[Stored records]
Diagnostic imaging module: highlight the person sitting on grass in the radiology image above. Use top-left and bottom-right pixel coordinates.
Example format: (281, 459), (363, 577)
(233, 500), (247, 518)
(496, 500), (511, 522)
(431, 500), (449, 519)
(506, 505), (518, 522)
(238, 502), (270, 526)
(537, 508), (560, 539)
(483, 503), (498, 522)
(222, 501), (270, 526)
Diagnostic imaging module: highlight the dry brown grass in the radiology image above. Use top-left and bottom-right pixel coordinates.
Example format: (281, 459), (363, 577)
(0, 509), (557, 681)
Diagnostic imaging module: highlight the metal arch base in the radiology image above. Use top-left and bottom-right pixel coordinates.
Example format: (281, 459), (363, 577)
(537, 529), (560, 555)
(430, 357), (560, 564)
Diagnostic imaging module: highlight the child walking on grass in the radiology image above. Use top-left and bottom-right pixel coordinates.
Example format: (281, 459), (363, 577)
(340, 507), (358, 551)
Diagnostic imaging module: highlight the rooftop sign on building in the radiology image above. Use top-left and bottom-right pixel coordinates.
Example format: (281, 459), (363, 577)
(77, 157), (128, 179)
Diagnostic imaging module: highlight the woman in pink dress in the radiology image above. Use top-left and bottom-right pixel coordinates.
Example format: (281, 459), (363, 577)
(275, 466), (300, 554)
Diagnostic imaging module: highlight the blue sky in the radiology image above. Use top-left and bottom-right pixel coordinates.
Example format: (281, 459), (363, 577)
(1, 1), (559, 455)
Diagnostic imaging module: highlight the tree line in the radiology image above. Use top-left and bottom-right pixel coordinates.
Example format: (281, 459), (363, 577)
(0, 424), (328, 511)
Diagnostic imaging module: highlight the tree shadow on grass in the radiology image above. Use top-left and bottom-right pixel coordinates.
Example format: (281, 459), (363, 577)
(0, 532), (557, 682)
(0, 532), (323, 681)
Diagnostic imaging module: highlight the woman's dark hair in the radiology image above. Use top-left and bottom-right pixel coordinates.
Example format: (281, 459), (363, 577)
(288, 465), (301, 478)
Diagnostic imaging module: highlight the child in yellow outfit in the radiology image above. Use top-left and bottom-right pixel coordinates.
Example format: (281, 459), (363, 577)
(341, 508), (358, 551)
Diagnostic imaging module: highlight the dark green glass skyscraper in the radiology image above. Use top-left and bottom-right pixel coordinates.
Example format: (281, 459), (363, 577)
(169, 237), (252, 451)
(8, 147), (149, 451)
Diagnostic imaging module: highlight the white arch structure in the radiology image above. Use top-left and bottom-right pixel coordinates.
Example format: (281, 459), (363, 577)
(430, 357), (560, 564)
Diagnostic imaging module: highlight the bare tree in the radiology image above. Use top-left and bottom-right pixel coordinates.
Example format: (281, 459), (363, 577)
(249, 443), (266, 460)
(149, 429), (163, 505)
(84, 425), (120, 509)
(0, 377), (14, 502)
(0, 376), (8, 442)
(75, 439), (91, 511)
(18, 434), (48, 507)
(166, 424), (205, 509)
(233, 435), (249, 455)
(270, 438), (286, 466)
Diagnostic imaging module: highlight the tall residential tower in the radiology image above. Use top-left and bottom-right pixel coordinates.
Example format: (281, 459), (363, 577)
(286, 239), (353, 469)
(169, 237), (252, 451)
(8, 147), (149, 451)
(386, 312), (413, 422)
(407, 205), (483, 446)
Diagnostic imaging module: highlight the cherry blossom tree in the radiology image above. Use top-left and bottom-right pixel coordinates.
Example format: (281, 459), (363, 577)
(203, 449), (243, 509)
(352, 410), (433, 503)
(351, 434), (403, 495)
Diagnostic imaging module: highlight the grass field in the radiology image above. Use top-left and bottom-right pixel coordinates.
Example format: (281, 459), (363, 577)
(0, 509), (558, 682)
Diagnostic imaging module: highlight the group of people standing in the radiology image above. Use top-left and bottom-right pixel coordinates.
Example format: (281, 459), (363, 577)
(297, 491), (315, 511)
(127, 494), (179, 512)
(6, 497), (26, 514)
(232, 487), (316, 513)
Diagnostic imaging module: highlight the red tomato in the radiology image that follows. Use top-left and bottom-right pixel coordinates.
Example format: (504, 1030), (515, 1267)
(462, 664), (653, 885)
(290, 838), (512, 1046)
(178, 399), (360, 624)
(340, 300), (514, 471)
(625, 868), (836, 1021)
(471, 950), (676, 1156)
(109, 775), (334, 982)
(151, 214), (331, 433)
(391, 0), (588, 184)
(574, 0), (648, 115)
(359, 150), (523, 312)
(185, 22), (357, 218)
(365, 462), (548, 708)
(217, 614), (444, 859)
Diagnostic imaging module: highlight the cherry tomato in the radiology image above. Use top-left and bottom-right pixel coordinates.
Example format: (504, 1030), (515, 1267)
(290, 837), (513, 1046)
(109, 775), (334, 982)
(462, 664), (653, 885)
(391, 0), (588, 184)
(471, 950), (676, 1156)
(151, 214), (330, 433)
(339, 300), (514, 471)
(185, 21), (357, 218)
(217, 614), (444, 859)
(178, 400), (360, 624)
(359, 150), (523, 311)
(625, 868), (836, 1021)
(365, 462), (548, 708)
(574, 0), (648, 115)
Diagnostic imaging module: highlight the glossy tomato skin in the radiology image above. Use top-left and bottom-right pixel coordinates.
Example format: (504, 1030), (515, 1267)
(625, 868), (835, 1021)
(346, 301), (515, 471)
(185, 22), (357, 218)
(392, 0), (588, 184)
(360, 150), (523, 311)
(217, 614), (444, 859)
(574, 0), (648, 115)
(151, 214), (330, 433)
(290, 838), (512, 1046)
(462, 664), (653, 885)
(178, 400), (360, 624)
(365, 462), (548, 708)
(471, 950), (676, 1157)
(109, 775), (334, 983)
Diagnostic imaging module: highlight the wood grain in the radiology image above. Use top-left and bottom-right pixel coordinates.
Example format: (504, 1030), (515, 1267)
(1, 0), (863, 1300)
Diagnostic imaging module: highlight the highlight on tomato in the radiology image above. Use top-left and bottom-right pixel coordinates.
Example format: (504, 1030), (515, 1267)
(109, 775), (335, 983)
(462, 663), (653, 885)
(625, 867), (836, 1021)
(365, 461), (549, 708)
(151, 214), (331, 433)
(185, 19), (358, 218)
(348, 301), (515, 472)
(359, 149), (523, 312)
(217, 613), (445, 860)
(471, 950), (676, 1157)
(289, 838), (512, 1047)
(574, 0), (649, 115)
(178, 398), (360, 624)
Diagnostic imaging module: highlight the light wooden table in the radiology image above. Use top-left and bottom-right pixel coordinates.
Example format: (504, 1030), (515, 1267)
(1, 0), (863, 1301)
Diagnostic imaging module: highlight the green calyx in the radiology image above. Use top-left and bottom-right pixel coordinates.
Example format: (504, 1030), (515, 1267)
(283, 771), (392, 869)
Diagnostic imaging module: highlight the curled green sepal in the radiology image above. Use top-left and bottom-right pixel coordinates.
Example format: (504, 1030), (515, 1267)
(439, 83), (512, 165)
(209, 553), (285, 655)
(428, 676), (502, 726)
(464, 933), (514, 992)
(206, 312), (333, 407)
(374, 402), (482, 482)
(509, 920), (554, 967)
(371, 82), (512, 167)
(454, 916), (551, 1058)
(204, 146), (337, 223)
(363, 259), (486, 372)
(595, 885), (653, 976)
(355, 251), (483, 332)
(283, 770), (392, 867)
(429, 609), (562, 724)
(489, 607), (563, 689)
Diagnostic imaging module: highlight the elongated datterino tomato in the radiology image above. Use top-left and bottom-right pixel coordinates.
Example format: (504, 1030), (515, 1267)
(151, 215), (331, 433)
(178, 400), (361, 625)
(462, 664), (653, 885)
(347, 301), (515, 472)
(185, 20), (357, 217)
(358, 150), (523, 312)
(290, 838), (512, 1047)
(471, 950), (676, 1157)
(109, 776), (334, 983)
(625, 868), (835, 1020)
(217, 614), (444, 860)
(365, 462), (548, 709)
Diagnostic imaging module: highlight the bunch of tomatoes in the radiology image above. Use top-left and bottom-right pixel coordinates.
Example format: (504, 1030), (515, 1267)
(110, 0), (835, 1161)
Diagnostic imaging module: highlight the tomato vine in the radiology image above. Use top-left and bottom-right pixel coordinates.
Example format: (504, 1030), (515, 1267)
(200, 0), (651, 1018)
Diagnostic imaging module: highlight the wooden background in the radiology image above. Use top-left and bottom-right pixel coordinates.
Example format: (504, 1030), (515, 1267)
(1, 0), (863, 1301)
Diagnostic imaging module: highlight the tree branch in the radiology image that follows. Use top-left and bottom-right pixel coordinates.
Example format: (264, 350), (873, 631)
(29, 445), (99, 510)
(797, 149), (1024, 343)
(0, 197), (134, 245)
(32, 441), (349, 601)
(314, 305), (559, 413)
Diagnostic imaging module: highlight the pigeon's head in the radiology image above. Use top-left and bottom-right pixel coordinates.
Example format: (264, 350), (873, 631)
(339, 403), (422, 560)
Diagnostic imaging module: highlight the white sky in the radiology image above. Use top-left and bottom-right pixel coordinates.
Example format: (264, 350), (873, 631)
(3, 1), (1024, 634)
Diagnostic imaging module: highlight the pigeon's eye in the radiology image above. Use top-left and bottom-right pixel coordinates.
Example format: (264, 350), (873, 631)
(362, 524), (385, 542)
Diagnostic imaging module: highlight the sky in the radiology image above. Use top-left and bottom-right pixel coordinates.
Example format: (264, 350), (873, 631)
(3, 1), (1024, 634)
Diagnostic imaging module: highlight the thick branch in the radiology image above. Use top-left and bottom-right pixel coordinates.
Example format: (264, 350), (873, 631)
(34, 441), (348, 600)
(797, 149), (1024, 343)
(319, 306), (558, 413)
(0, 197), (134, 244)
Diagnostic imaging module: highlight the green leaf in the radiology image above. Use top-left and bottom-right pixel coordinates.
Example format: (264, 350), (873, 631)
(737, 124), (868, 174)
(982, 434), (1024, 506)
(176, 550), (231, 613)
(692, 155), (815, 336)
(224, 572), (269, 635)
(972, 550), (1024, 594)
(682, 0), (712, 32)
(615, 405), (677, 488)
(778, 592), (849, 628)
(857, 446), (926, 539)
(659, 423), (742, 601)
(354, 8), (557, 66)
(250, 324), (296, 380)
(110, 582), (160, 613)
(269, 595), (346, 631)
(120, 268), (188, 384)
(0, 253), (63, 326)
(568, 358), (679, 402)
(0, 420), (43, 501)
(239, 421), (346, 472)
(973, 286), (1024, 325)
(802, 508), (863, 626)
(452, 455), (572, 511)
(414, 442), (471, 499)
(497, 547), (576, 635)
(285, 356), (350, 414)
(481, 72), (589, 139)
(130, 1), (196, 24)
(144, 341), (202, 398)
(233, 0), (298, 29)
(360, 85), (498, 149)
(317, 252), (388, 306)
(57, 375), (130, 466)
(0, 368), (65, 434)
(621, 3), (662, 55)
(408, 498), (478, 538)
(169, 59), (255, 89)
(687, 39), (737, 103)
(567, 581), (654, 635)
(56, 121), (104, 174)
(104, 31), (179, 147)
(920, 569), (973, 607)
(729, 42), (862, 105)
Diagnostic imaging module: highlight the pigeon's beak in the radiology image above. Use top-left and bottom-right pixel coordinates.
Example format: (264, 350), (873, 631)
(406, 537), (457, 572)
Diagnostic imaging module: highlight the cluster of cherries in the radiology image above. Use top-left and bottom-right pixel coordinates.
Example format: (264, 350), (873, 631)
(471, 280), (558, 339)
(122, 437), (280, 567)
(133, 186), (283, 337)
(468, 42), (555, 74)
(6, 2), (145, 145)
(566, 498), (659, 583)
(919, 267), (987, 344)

## PROBLEM STATEMENT
Nothing outside the span should appear: transcribe the lines from the one containing "Diagnostic imaging module: highlight the cluster" through the last line of the records.

## RESPONSE FOR THIS EXERCISE
Diagnostic imaging module: highlight the cluster of cherries in the radiology image above. Use top-left and bottom-right pixel coordinates.
Example format: (264, 350), (873, 631)
(471, 280), (558, 339)
(122, 437), (280, 567)
(133, 186), (283, 337)
(468, 42), (555, 74)
(6, 2), (145, 145)
(566, 498), (659, 583)
(919, 267), (987, 344)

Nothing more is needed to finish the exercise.